Image segmentation entries

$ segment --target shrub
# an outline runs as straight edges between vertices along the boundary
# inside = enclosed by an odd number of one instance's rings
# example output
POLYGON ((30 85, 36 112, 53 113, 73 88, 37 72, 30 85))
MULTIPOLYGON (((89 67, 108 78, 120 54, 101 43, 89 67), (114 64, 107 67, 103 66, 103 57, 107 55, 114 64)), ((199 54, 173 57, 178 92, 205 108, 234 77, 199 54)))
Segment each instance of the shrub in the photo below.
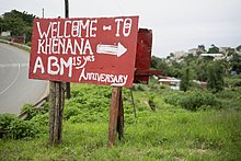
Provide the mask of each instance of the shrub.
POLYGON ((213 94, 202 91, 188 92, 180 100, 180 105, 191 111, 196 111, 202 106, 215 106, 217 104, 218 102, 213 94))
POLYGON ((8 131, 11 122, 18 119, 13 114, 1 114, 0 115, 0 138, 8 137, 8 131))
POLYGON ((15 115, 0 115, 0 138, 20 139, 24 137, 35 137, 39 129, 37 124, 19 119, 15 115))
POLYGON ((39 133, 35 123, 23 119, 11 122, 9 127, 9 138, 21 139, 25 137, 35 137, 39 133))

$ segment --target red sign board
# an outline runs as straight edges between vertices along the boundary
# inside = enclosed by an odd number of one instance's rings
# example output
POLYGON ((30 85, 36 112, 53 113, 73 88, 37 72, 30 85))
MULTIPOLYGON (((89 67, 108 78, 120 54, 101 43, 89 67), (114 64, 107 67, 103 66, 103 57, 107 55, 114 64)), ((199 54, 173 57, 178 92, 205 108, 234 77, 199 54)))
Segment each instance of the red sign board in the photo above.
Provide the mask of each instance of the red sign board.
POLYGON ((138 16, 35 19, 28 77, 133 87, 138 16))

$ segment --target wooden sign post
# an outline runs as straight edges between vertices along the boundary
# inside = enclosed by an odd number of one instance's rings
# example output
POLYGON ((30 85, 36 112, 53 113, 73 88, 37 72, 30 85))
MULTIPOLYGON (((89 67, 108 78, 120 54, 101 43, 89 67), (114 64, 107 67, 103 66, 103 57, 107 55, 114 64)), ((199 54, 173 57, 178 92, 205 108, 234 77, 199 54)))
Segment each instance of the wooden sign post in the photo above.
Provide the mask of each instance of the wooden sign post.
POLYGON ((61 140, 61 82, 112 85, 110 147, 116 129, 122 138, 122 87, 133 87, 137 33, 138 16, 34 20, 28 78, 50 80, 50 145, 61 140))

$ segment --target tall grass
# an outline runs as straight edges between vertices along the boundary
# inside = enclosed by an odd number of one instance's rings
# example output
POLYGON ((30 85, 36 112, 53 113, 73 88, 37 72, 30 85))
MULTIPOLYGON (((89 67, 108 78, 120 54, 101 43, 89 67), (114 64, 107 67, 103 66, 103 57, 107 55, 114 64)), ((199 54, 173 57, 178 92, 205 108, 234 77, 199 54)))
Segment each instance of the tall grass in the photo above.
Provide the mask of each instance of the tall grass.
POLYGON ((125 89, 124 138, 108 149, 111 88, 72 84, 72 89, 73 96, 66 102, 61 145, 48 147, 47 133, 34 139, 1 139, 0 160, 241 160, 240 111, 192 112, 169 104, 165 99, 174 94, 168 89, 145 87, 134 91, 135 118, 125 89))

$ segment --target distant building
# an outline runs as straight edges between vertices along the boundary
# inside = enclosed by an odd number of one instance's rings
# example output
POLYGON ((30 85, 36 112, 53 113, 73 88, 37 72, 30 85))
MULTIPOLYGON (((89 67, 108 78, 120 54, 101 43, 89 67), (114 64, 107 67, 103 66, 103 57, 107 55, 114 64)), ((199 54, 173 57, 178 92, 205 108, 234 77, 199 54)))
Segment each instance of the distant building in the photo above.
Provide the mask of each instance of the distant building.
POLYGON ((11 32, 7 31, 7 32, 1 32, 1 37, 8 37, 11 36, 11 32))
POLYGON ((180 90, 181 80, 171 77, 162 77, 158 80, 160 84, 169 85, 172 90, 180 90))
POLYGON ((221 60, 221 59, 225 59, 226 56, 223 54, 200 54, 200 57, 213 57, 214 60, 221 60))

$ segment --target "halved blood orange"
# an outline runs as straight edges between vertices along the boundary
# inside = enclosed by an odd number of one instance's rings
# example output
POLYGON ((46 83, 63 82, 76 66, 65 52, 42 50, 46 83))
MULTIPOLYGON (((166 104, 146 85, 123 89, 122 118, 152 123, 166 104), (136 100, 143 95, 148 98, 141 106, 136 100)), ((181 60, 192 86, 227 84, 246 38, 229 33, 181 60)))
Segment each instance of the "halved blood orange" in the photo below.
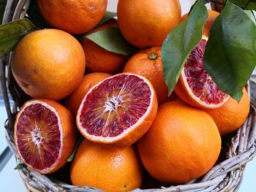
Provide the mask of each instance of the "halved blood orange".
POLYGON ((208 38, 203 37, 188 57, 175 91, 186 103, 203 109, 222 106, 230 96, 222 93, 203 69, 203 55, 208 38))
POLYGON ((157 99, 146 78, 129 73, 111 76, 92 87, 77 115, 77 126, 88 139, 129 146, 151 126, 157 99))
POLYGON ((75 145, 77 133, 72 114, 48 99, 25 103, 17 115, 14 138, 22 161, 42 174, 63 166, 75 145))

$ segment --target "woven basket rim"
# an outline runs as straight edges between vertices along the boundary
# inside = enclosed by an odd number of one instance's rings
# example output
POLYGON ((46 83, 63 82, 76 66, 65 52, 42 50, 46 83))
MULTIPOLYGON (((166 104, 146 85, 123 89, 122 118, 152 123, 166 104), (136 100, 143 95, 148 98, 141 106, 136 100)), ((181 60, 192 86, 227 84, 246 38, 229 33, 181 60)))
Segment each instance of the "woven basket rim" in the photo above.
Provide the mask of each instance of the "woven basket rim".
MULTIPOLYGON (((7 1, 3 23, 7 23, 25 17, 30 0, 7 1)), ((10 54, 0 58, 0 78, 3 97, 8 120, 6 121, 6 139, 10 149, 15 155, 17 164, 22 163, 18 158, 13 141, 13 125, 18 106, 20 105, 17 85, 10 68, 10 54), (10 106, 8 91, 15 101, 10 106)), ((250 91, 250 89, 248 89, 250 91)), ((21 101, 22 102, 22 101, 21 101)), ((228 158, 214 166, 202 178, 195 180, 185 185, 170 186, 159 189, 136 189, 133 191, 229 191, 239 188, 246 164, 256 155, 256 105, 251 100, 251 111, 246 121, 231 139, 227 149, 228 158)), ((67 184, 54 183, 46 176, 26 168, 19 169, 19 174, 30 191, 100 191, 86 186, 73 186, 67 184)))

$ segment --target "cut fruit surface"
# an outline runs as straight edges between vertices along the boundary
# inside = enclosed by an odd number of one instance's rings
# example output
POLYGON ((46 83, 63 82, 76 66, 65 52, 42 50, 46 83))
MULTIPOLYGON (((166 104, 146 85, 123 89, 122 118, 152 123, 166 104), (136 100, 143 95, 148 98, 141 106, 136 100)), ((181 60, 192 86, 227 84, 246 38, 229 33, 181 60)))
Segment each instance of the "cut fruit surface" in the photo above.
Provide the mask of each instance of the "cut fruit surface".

● Task prompt
Rewrite all of the material above, changing every "example output" to "sample output" and keeping everything else the same. Omit the pictures from your answer.

● Result below
$ segment --target shrub
# an outline runs as straight edges between vertices along the boundary
# inside = enclosed by an odd number of one instance's rings
# sample output
POLYGON ((30 85, 36 112, 53 113, 73 88, 37 72, 30 85))
MULTIPOLYGON (((89 67, 108 78, 120 54, 101 43, 89 67), (114 64, 107 67, 103 66, 103 57, 107 55, 114 64)), ((199 54, 173 57, 178 92, 205 108, 234 77, 199 54)))
Segment each instance of the shrub in the photo below.
Provide the mask of each instance of the shrub.
POLYGON ((213 94, 202 91, 188 92, 180 100, 180 105, 191 111, 196 111, 202 106, 215 106, 217 104, 218 102, 213 94))
POLYGON ((8 131, 11 122, 18 119, 13 114, 1 114, 0 115, 0 138, 8 137, 8 131))
POLYGON ((15 115, 0 115, 0 138, 20 139, 24 137, 35 137, 39 129, 37 124, 19 119, 15 115))
POLYGON ((39 133, 35 123, 23 119, 11 122, 9 127, 9 138, 21 139, 25 137, 35 137, 39 133))

$ segment --target red sign board
# an outline runs as straight edges between vertices along the boundary
# inside = enclosed by an odd number of one instance's rings
# sample output
POLYGON ((30 85, 36 112, 53 113, 73 88, 37 72, 30 85))
MULTIPOLYGON (((89 67, 108 78, 120 54, 101 43, 89 67), (114 64, 107 67, 103 66, 103 57, 107 55, 114 64)), ((199 54, 173 57, 178 92, 205 108, 234 77, 199 54)))
Segment each instance of the red sign board in the photo above.
Provide the mask of each instance of the red sign board.
POLYGON ((138 16, 35 19, 28 77, 133 87, 138 16))

$ segment --target wooden sign post
# an outline runs as straight edges between vertices along the boundary
# inside = enclosed by an odd number of one instance's rings
# sample output
POLYGON ((30 85, 36 112, 53 113, 73 88, 37 72, 30 85))
MULTIPOLYGON (((89 67, 108 78, 120 54, 101 43, 89 67), (114 64, 107 67, 103 66, 103 57, 107 55, 114 64)), ((199 54, 173 57, 178 92, 205 108, 234 77, 199 54)))
Segment each instance of the wooden sign post in the photo above.
Provide the mask of each instance of the wooden sign post.
POLYGON ((61 140, 61 82, 112 85, 110 147, 116 129, 122 138, 122 87, 133 87, 137 33, 138 16, 34 20, 28 78, 50 80, 50 145, 61 140))

$ segment --target tall grass
# an outline runs as straight edges between vertices along the boundary
# inside = enclosed by an odd number of one instance's rings
# sample output
POLYGON ((30 85, 36 112, 53 113, 73 88, 37 72, 30 85))
MULTIPOLYGON (((89 67, 108 78, 120 54, 101 43, 89 67), (114 64, 107 67, 103 66, 103 57, 107 55, 114 64)), ((199 54, 173 57, 178 92, 205 108, 234 77, 199 54)))
Segment each instance of the tall grass in the photo above.
Provide the mask of each instance of the tall grass.
POLYGON ((125 89, 124 138, 108 149, 111 88, 72 84, 72 89, 73 96, 66 102, 61 145, 48 147, 47 133, 34 139, 1 139, 0 160, 241 160, 240 111, 192 112, 169 104, 165 99, 174 94, 168 89, 145 87, 134 91, 135 118, 125 89))

$ segment --target distant building
# an outline runs as straight edges between vertices along the boundary
# inside = enclosed by an odd number of one instance's rings
# sample output
POLYGON ((30 85, 36 112, 53 113, 73 88, 37 72, 30 85))
MULTIPOLYGON (((89 67, 108 78, 120 54, 101 43, 89 67), (114 64, 107 67, 103 66, 103 57, 107 55, 114 64)), ((199 54, 173 57, 178 92, 205 108, 234 77, 199 54)))
Segment each instance of the distant building in the photo above.
Provide the mask of each instance of the distant building.
POLYGON ((11 32, 7 31, 7 32, 1 32, 1 37, 8 37, 11 36, 11 32))
POLYGON ((180 90, 181 80, 171 77, 162 77, 158 80, 160 84, 169 85, 172 90, 180 90))
POLYGON ((221 60, 221 59, 225 59, 226 56, 223 54, 200 54, 200 57, 213 57, 214 60, 221 60))

$ segment --target "halved blood orange"
# an outline runs as straight edges between vertices along the boundary
# inside = enclosed by an odd number of one instance's rings
# sample output
POLYGON ((46 83, 63 82, 76 66, 65 52, 42 50, 46 83))
MULTIPOLYGON (((166 104, 146 85, 123 89, 122 118, 152 123, 166 104), (136 100, 143 95, 148 98, 141 106, 136 100)), ((181 60, 192 86, 227 84, 246 38, 229 33, 181 60)))
Segment each instance of the "halved blood orange" in the photo below.
Provide the mask of each instance of the "halved blood orange".
POLYGON ((208 38, 203 37, 188 57, 175 91, 186 103, 203 109, 222 106, 230 96, 222 93, 203 69, 203 55, 208 38))
POLYGON ((157 99, 146 78, 129 73, 111 76, 92 87, 77 115, 77 126, 88 139, 129 146, 151 126, 157 99))
POLYGON ((75 145, 77 133, 72 114, 48 99, 25 103, 17 115, 14 138, 22 161, 42 174, 63 166, 75 145))

$ segment --target "woven basket rim"
# an outline runs as straight edges between vertices along the boundary
# inside = enclosed by an odd number of one instance's rings
# sample output
POLYGON ((46 83, 63 82, 76 66, 65 52, 42 50, 46 83))
MULTIPOLYGON (((166 104, 146 85, 123 89, 122 118, 152 123, 166 104), (136 100, 143 95, 148 98, 141 106, 136 100)), ((181 60, 192 86, 227 84, 246 38, 229 33, 181 60)))
Segment each instance of the "woven basket rim" in the photo above.
Provide the mask of each instance of the "woven basket rim".
MULTIPOLYGON (((7 1, 3 23, 7 23, 25 17, 30 0, 7 1)), ((10 54, 0 58, 0 78, 3 97, 8 120, 6 121, 6 139, 10 149, 15 155, 17 164, 22 163, 18 158, 13 141, 13 125, 18 106, 20 105, 17 85, 10 68, 10 54), (10 106, 8 91, 15 101, 10 106)), ((250 91, 250 89, 248 89, 250 91)), ((21 101, 22 102, 22 101, 21 101)), ((228 158, 214 166, 202 178, 195 180, 185 185, 170 186, 159 189, 136 189, 133 191, 229 191, 239 188, 246 164, 256 155, 256 105, 251 100, 251 111, 246 121, 231 139, 227 149, 228 158)), ((67 184, 54 183, 46 176, 26 168, 19 169, 19 174, 30 191, 100 191, 86 186, 73 186, 67 184)))

$ segment --target "cut fruit surface"
# an outline runs as straight edges between vertices along the boundary
# inside = enclosed by an odd number of one instance's rings
# sample output
POLYGON ((46 83, 63 82, 76 66, 65 52, 42 50, 46 83))
MULTIPOLYGON (((166 104, 146 85, 123 89, 122 118, 152 123, 166 104), (136 100, 143 95, 148 98, 141 106, 136 100)), ((181 60, 192 86, 227 84, 246 38, 229 33, 181 60)))
Segment each instance of the "cut fruit surface" in the photo above.
Provide the mask of each instance of the "cut fruit surface".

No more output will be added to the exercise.